**Activity:**
Only the lines below, from the one with "positive clicks: (278, 325)" through the one with "positive clicks: (274, 437)", are to be written out, exactly.

[Extracted records]
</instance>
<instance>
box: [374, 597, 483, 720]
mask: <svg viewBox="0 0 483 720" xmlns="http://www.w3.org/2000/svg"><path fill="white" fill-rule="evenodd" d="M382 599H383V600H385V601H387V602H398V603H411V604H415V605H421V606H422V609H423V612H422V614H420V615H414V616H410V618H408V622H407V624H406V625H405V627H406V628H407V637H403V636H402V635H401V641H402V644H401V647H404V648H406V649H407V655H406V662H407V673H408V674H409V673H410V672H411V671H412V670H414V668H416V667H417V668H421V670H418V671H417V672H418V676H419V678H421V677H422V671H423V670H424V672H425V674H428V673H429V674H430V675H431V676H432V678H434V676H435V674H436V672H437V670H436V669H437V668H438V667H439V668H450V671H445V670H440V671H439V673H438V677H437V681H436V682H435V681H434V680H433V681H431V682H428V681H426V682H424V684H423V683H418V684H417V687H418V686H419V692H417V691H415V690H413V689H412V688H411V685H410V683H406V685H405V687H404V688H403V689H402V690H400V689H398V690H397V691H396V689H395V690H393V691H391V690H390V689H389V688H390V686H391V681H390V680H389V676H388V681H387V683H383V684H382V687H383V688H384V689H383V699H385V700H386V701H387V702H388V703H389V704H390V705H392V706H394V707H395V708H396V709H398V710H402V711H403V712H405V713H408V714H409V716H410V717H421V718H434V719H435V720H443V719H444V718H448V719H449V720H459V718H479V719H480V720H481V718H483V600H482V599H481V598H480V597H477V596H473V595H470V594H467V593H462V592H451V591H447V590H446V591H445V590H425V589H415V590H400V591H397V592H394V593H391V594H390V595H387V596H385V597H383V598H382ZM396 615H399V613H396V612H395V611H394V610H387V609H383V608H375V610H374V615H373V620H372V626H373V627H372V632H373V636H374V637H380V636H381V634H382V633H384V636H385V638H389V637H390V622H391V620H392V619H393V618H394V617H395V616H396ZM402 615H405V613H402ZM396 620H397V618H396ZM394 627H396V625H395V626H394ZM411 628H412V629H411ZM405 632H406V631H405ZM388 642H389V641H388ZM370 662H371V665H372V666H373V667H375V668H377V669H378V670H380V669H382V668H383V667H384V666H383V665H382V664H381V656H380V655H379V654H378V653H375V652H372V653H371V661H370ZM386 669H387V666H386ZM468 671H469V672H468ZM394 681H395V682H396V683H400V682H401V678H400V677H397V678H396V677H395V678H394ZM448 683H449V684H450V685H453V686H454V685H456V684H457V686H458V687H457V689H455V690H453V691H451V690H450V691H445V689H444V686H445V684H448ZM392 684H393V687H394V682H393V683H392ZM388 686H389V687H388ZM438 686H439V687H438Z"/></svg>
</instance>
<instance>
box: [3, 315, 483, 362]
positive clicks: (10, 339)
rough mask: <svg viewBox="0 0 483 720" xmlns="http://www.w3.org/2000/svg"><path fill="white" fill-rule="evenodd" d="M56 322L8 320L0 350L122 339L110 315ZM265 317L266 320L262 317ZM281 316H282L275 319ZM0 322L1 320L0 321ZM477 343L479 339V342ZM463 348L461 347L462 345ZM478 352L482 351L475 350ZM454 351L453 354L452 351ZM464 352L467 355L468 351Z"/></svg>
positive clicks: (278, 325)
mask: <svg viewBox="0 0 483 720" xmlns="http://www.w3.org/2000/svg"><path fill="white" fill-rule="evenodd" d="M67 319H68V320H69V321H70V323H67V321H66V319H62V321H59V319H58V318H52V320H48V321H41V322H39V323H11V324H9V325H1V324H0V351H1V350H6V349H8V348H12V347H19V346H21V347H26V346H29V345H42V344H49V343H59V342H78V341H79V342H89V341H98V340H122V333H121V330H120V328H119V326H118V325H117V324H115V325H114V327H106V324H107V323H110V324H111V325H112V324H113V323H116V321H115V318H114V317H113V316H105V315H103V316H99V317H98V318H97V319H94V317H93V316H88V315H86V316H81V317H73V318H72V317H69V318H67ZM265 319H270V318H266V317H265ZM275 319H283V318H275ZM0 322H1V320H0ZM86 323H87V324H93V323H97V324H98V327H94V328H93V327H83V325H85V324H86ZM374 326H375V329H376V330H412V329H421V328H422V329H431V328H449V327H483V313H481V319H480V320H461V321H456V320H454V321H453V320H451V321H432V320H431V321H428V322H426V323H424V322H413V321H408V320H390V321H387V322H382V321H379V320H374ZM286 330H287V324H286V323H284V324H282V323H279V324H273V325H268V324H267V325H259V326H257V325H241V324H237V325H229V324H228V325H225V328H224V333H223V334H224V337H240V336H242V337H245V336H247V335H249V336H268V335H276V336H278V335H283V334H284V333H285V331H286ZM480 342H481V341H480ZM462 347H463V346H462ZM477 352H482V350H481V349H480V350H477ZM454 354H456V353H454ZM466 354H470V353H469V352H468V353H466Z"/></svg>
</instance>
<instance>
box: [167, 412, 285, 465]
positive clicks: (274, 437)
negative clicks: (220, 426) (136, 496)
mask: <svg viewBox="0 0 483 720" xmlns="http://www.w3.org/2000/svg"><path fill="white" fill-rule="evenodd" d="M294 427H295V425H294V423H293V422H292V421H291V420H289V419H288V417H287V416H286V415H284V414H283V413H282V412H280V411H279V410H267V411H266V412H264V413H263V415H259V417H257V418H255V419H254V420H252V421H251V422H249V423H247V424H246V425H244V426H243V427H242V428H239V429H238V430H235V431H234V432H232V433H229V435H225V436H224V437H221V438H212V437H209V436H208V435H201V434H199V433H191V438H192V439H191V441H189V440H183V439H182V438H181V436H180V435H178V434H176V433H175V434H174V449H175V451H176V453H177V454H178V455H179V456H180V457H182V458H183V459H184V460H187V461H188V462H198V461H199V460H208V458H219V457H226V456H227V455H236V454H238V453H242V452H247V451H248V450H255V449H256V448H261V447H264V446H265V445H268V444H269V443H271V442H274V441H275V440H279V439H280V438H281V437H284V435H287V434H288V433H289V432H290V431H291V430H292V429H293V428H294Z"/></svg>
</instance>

**Task solution:**
positive clicks: (278, 325)
mask: <svg viewBox="0 0 483 720" xmlns="http://www.w3.org/2000/svg"><path fill="white" fill-rule="evenodd" d="M67 319H68V320H69V321H70V323H67V321H66V319H62V321H59V319H58V318H52V320H48V321H41V322H39V323H11V324H9V325H1V324H0V351H1V350H6V349H8V348H12V347H19V346H21V347H26V346H29V345H42V344H49V343H59V342H78V341H79V342H89V341H98V340H122V333H121V330H120V328H119V326H118V325H117V324H115V325H114V327H106V324H107V323H110V324H111V325H112V324H113V323H116V321H115V318H114V317H113V316H105V315H103V316H99V317H98V318H97V319H94V317H93V316H88V315H86V316H81V317H73V318H72V317H69V318H67ZM265 319H270V318H266V317H265ZM275 319H283V318H275ZM0 322H1V320H0ZM86 323H87V324H93V323H97V324H98V327H94V328H93V327H83V325H85V324H86ZM374 326H375V329H376V330H412V329H421V328H422V329H431V328H449V327H483V313H481V319H480V320H461V321H456V320H454V321H453V320H451V321H432V320H431V321H428V322H426V323H424V322H413V321H408V320H390V321H387V322H382V321H379V320H374ZM286 330H287V324H286V323H284V324H282V323H279V324H273V325H268V324H267V325H259V326H257V325H241V324H237V325H229V324H228V325H225V328H224V333H223V334H224V337H240V336H242V337H245V336H247V335H249V336H268V335H276V336H278V335H283V334H284V333H285V331H286ZM480 342H481V341H480ZM462 347H463V346H462ZM477 352H482V350H481V349H480V350H477ZM454 354H456V353H454ZM466 354H470V353H469V352H468V353H466Z"/></svg>
</instance>
<instance>
box: [167, 412, 285, 465]
positive clicks: (274, 437)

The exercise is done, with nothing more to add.